> SOURCE PASSAGE:
________________________________________

Facundo Casco wrote:
What clipping does is take the area covered by the topmost object and use it as the visible area for the object below. I use it to crop pictures with rounded corners. To do this I first import the picture, draw a new box over it and place it in the right spot on top of the picture. Then I select both and apply clipping. Note that clipping doesn't change the original object, it just affects is visible area.
In your case what I would do is duplicate one of the lines and then use Path->Cut Path with two different lines selected. That would cut the line just at the end. If you want to cut the other one too repeat duplicating the one just cut.
Hope it helps.
On 11/8/07, Jim Ford <jaford@...2359...> wrote:
I'm finding trouble getting to grips with clipping!
Say I have two lines crossing near their ends and I want to cut the 'loose' ends off. If I then draw around a piece of line I want trimming, select the line to be trimmed and the clipping path object, and then do Object -> Clip, everything _other_ than the bit I want trimmed disappears! Is this the way it should work?

________________________________________

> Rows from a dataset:
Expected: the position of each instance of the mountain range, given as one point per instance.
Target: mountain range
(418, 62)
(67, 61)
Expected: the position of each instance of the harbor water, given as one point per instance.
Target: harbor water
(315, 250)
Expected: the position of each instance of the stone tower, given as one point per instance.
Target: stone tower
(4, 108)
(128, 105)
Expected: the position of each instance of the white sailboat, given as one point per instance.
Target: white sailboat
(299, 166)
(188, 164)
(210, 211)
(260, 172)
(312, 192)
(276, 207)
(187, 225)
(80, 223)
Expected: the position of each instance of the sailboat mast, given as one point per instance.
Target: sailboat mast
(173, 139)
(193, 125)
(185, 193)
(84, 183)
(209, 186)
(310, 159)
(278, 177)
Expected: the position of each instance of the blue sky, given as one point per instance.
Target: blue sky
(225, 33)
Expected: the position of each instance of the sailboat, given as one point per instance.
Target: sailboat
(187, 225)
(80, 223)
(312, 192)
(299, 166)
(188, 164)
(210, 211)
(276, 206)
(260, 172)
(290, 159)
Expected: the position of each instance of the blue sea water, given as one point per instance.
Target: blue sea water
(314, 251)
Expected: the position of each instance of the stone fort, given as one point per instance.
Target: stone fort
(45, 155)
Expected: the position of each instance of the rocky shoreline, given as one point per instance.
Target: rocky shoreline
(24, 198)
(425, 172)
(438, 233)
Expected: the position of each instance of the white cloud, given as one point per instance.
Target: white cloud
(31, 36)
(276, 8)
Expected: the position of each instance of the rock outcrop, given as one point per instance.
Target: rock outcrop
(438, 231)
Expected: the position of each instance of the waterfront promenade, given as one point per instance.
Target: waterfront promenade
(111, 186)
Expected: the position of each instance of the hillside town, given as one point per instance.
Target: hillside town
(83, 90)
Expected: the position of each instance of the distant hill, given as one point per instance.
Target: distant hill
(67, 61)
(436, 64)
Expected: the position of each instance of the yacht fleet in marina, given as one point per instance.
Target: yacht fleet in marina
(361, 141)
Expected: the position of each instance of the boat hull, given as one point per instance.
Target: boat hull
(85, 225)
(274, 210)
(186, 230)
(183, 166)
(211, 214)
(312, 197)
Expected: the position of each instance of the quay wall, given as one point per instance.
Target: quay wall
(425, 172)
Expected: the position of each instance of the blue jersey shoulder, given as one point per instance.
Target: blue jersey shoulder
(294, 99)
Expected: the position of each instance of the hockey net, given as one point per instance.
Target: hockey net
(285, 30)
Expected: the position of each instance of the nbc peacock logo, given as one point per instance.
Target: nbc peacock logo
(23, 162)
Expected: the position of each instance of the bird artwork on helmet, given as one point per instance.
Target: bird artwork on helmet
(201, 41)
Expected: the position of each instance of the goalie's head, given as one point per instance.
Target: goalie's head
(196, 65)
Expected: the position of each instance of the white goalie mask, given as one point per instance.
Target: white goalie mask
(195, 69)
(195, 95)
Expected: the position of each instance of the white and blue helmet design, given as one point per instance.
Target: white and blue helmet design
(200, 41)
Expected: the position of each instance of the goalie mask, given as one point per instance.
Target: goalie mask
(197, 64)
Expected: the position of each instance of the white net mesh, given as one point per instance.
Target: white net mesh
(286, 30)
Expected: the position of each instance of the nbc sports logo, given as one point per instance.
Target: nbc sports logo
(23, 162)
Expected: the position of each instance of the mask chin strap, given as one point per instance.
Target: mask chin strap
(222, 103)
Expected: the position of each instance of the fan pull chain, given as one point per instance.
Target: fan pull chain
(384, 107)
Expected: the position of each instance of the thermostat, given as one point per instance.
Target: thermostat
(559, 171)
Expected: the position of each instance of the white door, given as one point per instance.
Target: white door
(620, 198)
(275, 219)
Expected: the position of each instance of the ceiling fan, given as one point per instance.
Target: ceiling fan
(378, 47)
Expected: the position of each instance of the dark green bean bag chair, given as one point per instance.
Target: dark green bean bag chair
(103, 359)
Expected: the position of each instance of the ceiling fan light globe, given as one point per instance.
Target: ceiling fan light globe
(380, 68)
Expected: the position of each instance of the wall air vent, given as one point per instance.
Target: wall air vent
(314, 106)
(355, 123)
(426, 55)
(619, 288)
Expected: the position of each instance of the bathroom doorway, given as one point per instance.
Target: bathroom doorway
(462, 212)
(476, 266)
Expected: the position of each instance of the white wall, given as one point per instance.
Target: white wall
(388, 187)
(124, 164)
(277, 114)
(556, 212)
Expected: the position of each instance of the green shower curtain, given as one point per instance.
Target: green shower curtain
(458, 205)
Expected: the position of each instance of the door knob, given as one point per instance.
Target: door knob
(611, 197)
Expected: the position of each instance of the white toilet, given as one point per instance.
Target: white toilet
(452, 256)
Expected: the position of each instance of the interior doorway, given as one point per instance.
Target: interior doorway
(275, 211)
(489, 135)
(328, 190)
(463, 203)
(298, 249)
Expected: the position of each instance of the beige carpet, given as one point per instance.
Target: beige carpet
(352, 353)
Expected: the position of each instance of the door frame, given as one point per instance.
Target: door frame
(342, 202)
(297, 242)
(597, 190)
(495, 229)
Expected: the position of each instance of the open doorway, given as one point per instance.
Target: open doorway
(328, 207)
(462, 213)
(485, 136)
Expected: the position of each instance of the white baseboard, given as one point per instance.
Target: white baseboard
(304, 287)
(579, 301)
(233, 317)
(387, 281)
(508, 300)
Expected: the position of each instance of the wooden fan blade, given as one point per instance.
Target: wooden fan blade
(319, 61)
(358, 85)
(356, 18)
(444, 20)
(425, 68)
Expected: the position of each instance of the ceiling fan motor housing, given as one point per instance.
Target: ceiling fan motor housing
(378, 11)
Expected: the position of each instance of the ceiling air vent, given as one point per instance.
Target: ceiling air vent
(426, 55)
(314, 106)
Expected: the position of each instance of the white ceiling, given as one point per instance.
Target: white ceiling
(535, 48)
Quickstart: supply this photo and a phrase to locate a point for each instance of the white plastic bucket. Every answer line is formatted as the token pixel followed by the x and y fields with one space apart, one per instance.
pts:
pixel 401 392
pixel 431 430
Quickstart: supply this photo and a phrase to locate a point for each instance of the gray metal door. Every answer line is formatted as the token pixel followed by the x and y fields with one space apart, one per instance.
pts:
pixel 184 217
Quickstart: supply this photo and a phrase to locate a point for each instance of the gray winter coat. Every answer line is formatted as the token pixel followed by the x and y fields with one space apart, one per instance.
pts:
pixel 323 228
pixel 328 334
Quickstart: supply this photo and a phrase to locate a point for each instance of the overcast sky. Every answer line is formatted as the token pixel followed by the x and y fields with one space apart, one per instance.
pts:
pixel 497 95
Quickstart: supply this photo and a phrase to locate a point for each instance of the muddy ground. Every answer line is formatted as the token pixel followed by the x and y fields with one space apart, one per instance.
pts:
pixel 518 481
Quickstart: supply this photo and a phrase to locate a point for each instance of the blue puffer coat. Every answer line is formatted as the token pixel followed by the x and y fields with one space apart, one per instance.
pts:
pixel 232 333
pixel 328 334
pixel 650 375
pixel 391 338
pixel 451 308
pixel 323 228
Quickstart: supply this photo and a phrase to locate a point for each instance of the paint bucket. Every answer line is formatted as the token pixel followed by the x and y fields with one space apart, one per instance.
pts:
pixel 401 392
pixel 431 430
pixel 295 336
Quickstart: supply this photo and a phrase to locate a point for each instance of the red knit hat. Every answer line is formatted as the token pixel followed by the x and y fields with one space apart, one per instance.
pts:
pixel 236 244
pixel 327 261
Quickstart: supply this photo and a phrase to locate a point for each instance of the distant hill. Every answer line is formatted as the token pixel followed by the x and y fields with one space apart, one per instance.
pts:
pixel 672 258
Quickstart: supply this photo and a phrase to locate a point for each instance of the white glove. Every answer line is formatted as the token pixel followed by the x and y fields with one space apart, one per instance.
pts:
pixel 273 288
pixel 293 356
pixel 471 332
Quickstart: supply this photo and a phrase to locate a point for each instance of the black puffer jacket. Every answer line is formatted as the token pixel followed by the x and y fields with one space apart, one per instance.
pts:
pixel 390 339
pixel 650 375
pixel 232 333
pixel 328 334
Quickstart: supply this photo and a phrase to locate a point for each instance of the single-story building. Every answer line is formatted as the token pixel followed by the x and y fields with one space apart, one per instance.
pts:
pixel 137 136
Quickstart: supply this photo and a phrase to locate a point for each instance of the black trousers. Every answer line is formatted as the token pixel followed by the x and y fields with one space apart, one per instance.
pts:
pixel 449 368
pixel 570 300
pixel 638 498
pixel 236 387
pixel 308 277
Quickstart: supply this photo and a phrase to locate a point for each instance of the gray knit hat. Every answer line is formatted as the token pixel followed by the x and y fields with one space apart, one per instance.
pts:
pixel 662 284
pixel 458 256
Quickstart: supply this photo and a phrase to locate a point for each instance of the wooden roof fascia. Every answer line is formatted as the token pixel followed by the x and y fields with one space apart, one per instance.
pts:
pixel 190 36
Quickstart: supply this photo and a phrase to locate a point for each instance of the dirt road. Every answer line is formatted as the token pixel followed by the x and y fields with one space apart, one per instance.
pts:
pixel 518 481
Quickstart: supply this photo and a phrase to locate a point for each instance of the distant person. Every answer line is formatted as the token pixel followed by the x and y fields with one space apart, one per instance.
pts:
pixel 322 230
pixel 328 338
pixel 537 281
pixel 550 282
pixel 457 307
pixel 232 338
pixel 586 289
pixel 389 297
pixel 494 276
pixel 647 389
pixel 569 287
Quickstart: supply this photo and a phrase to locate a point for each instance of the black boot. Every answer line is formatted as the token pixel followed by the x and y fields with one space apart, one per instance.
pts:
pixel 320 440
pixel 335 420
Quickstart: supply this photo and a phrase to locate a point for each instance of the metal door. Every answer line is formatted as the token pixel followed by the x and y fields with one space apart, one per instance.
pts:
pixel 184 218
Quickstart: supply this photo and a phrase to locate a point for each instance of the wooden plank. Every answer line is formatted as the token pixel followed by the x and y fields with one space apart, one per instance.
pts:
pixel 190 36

________________________________________

> TASK DIRECTIONS: Condense the paragraph in the clipping discussion above that begins "What clipping does is" into a short bulleted list that keeps its main facts.

> FINISHED TASK:
- Clipping uses the area covered by the topmost object as the visible area of the object below it.
- The writer crops pictures with rounded corners this way: import the picture, draw a new box on top of it in the right spot, select both, and apply clipping.
- Clipping does not change the original object. It affects only its visible area.